### Objective
Render the lines below as a JSON array of strings, one string per line, omitting any blank lines.

########################################

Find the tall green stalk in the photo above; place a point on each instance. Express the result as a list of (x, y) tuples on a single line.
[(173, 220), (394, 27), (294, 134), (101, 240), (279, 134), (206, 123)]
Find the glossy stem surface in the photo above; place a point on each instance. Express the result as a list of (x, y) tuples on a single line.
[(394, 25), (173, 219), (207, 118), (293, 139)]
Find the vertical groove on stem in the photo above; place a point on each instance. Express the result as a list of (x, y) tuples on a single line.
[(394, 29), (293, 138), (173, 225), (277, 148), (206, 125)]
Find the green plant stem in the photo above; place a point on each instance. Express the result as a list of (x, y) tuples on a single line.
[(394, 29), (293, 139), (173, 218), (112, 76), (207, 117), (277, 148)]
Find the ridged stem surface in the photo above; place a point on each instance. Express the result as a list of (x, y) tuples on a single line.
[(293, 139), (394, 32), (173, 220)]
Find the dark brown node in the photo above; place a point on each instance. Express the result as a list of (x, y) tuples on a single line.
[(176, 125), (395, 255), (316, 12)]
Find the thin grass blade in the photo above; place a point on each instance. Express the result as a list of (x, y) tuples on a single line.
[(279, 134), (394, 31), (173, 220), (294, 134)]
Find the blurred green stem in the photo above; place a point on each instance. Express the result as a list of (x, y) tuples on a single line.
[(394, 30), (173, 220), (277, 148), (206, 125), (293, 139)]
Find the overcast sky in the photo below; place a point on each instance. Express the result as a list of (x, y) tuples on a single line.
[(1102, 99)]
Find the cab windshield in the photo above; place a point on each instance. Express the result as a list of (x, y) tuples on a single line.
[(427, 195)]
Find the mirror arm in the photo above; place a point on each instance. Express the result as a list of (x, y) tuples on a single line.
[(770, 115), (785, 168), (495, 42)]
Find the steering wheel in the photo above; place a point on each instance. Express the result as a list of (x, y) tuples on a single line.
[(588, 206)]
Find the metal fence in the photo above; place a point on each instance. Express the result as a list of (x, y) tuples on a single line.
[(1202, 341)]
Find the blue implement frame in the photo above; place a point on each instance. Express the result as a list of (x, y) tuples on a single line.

########################################

### Result for this task
[
  "Find the tall green stalk in the photo above; place a point on each instance. Express the result as a list of (x, y) tuples on a single line.",
  "[(173, 220), (394, 27), (294, 134), (101, 240), (279, 134), (206, 123)]",
  "Find the glossy stem surface in the photo above; place a point on each instance. Express the result as a list of (x, y) tuples on a single line.",
  "[(394, 25), (173, 219), (207, 118), (293, 139)]",
  "Find the vertical groove on stem in the photo above; place a point on each instance. Express the result as a list of (x, y) tuples on a single line.",
  "[(394, 29), (293, 138), (173, 225), (277, 148), (206, 125)]",
  "Find the green plant stem in the photo above; place a point on each instance. Express the result as a list of (x, y) tuples on a single line.",
  "[(394, 29), (293, 139), (173, 218), (112, 76), (207, 117), (277, 148)]",
  "Find the ridged stem surface in the photo above; place a point on each instance. Express the result as a list of (x, y) tuples on a single line.",
  "[(293, 139), (394, 32), (173, 220)]",
  "Find the dark brown node in the photo above; place a point on each instance. Express the result as a list of (x, y) tuples on a single line.",
  "[(176, 125), (395, 255), (316, 12)]",
  "Find the thin grass blade in the photo above; place a point on each instance. Express the result as a list of (x, y) tuples on a single line.",
  "[(279, 134), (394, 31), (173, 220), (294, 134)]",
  "Find the blurred green stem in the photo above; place a point on each instance. Express the result as a list of (x, y) tuples on a single line.",
  "[(394, 30), (173, 220), (277, 148), (206, 125), (293, 139)]",
  "Find the overcast sky in the photo below; place a point on each instance. Express the result as a list of (x, y) tuples on a single line.",
  "[(1102, 99)]",
  "Find the cab windshield in the photo above; place a point on each instance. Express the result as a list of (x, y) tuples on a single line.",
  "[(427, 195)]",
  "Find the mirror arm in the photo above; place a point on each instance. Express the result as a list of (x, y) tuples on a single line.",
  "[(770, 115), (785, 168), (495, 42)]",
  "Find the steering wheel in the photo above; place a point on each instance. Express the result as a list of (x, y) tuples on a single line.",
  "[(588, 206)]",
  "Find the metal fence in the photo above; place a point on each instance. Express the result as a list of (x, y) tuples on a single line.",
  "[(1202, 341)]",
  "Find the blue implement frame in the photo above; place a point on each instance. Express the result as a list of (x, y) tuples on a single line."
]